EXERCISE DESCRIPTION »
Repeat the lines verbatim, beginning with the line that contains "Task: annotate every instance of the windshield" and continuing through the last line of the records.

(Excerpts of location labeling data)
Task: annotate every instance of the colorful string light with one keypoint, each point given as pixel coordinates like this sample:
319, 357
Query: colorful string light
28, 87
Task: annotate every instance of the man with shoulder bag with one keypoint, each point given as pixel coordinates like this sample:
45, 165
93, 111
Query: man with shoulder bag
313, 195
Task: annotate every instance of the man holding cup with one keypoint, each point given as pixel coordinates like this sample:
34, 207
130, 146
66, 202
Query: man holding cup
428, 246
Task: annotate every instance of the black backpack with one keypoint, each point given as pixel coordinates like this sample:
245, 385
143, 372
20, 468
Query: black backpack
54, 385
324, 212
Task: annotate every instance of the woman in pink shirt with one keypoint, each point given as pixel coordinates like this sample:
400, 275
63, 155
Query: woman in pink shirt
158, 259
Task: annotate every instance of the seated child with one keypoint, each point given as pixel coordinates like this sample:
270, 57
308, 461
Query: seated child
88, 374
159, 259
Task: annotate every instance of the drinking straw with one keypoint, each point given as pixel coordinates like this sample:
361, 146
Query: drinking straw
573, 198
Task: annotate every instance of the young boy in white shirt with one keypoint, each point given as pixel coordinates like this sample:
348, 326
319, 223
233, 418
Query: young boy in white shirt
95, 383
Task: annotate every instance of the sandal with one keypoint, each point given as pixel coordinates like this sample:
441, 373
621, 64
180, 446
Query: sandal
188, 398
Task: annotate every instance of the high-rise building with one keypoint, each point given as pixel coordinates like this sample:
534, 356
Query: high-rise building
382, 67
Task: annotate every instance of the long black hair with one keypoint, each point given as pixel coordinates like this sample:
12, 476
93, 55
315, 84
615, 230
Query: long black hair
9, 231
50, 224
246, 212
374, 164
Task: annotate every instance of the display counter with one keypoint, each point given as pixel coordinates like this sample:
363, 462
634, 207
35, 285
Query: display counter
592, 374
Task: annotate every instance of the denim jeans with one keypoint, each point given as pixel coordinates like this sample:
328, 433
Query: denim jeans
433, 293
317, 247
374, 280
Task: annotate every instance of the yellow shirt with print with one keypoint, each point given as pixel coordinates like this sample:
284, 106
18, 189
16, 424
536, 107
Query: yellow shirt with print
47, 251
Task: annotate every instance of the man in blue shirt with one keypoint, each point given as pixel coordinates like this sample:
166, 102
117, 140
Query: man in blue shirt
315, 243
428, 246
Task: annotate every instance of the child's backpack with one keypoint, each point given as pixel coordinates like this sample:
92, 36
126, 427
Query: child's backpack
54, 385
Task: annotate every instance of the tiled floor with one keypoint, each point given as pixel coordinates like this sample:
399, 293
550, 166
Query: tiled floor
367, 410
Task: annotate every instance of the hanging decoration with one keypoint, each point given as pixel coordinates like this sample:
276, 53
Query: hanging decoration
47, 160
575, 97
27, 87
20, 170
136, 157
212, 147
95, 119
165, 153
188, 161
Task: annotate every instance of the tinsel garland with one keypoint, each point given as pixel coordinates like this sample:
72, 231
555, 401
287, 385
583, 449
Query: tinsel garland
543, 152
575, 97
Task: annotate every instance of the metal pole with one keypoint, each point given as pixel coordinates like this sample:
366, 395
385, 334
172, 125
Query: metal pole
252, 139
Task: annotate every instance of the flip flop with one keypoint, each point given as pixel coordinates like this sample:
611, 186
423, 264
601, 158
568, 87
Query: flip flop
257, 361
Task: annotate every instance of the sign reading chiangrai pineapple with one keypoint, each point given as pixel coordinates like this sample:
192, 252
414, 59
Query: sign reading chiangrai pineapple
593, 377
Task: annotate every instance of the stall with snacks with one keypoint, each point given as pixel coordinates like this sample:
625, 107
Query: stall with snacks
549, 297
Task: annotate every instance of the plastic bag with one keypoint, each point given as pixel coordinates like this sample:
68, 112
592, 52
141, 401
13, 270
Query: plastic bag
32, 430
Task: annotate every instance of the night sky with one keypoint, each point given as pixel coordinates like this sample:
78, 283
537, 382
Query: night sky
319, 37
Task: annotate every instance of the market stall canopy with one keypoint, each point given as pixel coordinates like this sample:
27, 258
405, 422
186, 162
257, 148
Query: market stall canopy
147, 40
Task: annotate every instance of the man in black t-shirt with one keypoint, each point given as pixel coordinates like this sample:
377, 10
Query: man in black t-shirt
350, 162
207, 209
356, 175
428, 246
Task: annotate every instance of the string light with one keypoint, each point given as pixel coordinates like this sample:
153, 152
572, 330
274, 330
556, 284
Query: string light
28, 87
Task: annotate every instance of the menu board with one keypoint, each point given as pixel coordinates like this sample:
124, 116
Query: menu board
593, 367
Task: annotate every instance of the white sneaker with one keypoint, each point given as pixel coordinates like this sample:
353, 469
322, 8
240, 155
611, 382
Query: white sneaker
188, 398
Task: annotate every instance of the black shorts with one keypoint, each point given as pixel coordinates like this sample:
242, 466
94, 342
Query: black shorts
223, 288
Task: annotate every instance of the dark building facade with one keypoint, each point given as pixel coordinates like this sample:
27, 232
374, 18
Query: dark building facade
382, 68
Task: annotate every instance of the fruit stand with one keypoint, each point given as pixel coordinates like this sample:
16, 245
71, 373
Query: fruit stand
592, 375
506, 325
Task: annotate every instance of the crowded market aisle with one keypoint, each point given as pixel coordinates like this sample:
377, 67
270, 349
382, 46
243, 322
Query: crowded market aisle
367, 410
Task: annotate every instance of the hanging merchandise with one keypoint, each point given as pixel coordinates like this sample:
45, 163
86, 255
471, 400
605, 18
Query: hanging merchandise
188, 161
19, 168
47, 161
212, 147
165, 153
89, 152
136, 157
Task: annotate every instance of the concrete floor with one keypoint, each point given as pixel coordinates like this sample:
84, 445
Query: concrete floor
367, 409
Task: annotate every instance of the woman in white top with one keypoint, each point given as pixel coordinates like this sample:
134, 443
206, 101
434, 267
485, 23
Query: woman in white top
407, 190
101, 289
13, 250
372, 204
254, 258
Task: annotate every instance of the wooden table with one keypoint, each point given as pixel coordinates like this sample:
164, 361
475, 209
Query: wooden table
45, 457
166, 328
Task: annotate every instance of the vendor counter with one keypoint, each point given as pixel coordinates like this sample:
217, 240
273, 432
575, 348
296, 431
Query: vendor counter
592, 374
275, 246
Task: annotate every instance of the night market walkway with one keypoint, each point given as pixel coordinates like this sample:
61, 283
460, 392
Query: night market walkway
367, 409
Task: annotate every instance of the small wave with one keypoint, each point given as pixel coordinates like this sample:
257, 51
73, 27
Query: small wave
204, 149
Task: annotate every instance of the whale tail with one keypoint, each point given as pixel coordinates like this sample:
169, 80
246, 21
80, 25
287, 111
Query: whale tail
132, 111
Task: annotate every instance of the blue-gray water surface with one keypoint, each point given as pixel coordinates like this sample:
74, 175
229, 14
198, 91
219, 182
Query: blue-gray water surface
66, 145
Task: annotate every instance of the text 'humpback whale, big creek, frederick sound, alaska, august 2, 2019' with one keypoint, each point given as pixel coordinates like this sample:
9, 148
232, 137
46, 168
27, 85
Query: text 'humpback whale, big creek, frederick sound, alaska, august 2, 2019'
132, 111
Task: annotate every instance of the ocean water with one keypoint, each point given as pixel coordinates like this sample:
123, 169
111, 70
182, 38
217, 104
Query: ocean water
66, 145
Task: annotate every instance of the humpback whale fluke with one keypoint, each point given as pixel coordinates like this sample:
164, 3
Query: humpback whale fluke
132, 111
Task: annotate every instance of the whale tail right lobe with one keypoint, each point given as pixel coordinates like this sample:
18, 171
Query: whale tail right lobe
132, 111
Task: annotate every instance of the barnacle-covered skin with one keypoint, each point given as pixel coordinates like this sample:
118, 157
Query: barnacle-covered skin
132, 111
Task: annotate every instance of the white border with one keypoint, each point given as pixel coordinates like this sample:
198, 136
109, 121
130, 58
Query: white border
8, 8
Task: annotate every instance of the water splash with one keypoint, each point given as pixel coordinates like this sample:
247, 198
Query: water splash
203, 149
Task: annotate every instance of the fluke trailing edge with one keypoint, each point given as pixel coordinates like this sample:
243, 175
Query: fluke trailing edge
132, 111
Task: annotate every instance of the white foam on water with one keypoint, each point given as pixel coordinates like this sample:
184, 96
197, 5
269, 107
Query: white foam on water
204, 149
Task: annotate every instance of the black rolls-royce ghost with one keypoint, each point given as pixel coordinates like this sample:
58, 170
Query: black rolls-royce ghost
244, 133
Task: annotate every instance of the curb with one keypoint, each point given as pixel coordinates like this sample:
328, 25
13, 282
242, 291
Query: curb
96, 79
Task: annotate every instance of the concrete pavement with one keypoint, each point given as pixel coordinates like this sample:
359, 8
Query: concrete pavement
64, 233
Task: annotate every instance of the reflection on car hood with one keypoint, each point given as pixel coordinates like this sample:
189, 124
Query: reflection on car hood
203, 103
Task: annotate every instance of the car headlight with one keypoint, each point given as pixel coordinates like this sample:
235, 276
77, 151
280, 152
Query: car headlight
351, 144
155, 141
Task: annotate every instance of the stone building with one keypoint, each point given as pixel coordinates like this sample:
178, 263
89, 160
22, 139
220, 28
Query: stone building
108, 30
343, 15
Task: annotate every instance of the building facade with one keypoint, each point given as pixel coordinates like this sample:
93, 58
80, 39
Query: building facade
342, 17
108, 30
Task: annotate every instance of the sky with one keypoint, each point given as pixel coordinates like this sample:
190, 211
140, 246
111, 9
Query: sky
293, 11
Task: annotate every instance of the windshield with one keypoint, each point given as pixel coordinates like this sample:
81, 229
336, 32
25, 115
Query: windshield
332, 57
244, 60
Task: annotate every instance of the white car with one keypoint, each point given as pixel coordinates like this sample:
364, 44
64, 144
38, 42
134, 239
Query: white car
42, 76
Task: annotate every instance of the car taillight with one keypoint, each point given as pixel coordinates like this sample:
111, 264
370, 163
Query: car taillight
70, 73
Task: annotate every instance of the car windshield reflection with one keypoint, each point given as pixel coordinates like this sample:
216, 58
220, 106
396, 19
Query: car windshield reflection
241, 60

SOLUTION TO THIS EXERCISE »
Task: annotate every instance of the windshield with one keypoint, each point given as pixel coordinates like this sample:
81, 229
336, 32
25, 115
Query: windshield
332, 57
244, 60
Task: annotate every instance of the white car with one keypoint, each point given as pixel coordinates like this sample:
364, 44
64, 144
38, 42
134, 239
Query: white car
42, 76
Task: annotate every instance of the car taillight with one keypoint, each point given as pixel coordinates like this sample:
111, 264
370, 163
Query: car taillight
70, 73
Task: annotate every instance of the car windshield reflection with one keypoint, each point given as pixel coordinates like this sample:
216, 58
220, 106
396, 19
Query: car windshield reflection
241, 60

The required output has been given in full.